One player who had just been drafted by the Twins -- he was Canadian-born and wore the No. 33 of hockey goalie Patrick Roy -- liked what he heard. He liked the feel, and he especially liked the results after taking his whacks.
That first customer was Justin Morneau. And in the ensuing decade, while swinging lumber made by BWP Bats LLC, he has won an American League MVP award, two batting titles and the home run derby at the 2008 All-Star game.
"We knew we could make a nice bat," said Mr. Gregory, 35. "It's all in the wood. We can paint it and make it pretty. It all comes down to the wood."
In addition to Mr. Morneau, who receives six dozen BWP bats a year, the company provides bats to former batting champion Freddie Sanchez and Detroit's Johnny Damon, who formerly played with the Red Sox and Yankees. Manny Ramirez also uses BWP, although he relies on several manufacturers.
Another client is pitcher Brad W. Penny, whose monogram matches the company logo, and the company uses the initials in its slogan -- Built With Pride.

Data section.
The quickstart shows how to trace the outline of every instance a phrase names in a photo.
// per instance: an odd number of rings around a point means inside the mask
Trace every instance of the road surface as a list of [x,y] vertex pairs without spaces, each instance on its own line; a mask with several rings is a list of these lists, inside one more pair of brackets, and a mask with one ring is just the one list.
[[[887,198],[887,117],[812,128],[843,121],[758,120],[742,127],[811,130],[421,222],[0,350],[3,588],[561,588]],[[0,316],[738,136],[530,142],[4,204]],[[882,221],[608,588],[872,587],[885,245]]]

What you are asked to do.
Update the BWP bats passage from "That first customer" to "2008 All-Star game.", replacing "lumber" with "wood".

Answer to this exercise.
That first customer was Justin Morneau. And in the ensuing decade, while swinging wood made by BWP Bats LLC, he has won an American League MVP award, two batting titles and the home run derby at the 2008 All-Star game.